§ Try it
With nothing added and nothing dropped, write out all of the entries below.

§ Supplied material
*** Block opens ***
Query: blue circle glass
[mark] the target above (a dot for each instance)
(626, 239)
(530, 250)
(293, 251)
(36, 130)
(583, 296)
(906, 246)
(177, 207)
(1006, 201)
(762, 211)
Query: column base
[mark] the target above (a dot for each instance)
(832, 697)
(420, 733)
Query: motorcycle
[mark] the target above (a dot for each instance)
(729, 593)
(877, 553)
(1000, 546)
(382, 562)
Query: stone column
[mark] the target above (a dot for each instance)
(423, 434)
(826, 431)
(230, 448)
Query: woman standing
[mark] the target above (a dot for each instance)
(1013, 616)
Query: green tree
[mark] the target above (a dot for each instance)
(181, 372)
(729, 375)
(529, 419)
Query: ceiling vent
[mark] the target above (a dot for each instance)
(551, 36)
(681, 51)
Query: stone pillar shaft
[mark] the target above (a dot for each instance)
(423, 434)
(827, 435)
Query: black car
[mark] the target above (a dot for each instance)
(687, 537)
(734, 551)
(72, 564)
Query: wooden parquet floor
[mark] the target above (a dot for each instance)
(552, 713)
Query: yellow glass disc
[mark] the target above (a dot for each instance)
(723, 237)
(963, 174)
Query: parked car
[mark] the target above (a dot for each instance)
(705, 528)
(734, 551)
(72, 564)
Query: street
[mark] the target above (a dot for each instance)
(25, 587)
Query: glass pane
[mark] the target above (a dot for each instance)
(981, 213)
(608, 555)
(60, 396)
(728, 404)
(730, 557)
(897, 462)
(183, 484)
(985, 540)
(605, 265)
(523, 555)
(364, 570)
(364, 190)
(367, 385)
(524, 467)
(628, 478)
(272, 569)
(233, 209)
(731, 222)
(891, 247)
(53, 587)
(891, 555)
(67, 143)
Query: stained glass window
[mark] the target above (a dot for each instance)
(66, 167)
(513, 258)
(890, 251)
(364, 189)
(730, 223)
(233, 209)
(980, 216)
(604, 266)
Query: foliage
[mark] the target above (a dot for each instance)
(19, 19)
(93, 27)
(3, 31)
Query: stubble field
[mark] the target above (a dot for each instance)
*** Block closes ***
§ Answer space
Query: blue circle glass
[mark] the target above (a dot for each instance)
(626, 239)
(530, 250)
(293, 251)
(36, 130)
(583, 296)
(906, 246)
(177, 207)
(1006, 201)
(762, 211)
Query: column base
[mark] the target above (a dot for each instance)
(832, 697)
(420, 733)
Query: motorcycle
[mark] the target above (a dot for each instance)
(729, 593)
(877, 553)
(1000, 546)
(382, 562)
Query: stone column
[mark] the target above (a dot for each instance)
(423, 434)
(826, 431)
(230, 448)
Query: woman standing
[mark] the target above (a dot for each instance)
(1013, 616)
Query: green tree
[mark] the target above (a dot for each instance)
(181, 372)
(729, 375)
(529, 419)
Query: ceiling vent
[mark] the target above (a dot for each instance)
(551, 36)
(681, 51)
Query: stone pillar shaft
[mark] the target above (a dot for each instance)
(423, 434)
(827, 435)
Query: black car
[mark] the target above (a dot for each instance)
(687, 537)
(734, 551)
(72, 564)
Query: wooden parquet floor
[mark] the target above (a dot for each instance)
(552, 713)
Query: yellow glass disc
[mark] the target above (a dot for each instance)
(723, 237)
(963, 174)
Query: parked car
[mark] the target above (a dot for each instance)
(705, 528)
(734, 551)
(72, 564)
Query: street
[mark] the target above (a dot for each instance)
(25, 587)
Query: glass pane
[mark] the target above (a dot for each instance)
(981, 213)
(608, 555)
(60, 396)
(728, 404)
(730, 557)
(897, 462)
(183, 484)
(985, 540)
(605, 265)
(523, 555)
(364, 570)
(364, 190)
(367, 385)
(524, 467)
(628, 478)
(272, 569)
(233, 209)
(731, 222)
(891, 247)
(53, 587)
(891, 555)
(67, 143)
Query: stained glass window
[mark] the target above (a dot for each instance)
(66, 167)
(513, 258)
(890, 251)
(364, 189)
(730, 223)
(233, 209)
(980, 216)
(604, 266)
Query: foliage
[mark] the target above (a dot for each instance)
(19, 19)
(93, 27)
(3, 31)
Query: stubble field
[mark] the target above (a dot for each instance)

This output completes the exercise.